Position annotation records
▼
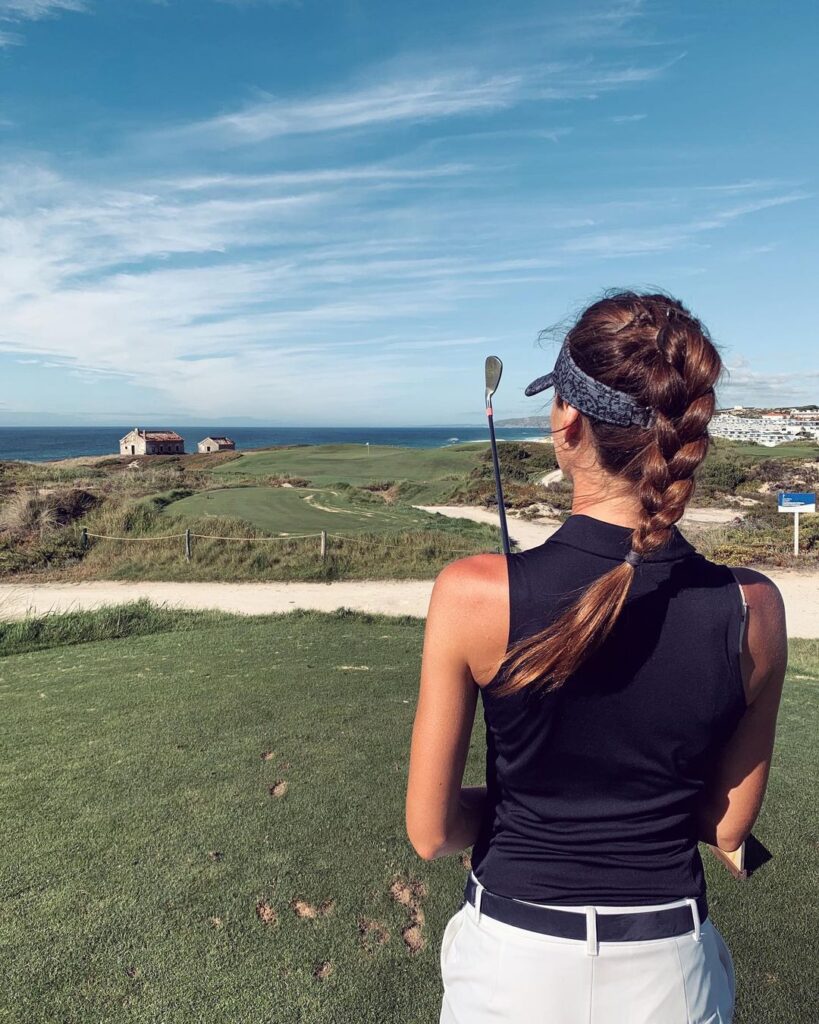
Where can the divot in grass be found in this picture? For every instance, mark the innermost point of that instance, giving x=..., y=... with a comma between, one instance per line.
x=265, y=912
x=307, y=910
x=410, y=894
x=372, y=934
▲
- [The exercise]:
Retype the rows above line for line, leaving out the pictures.

- [In response]:
Where can the divot in grass be found in this picture? For every instance, mark the innermost point of that instance, giving x=..., y=... with a comma between, one instance per line.
x=265, y=912
x=307, y=910
x=410, y=894
x=372, y=934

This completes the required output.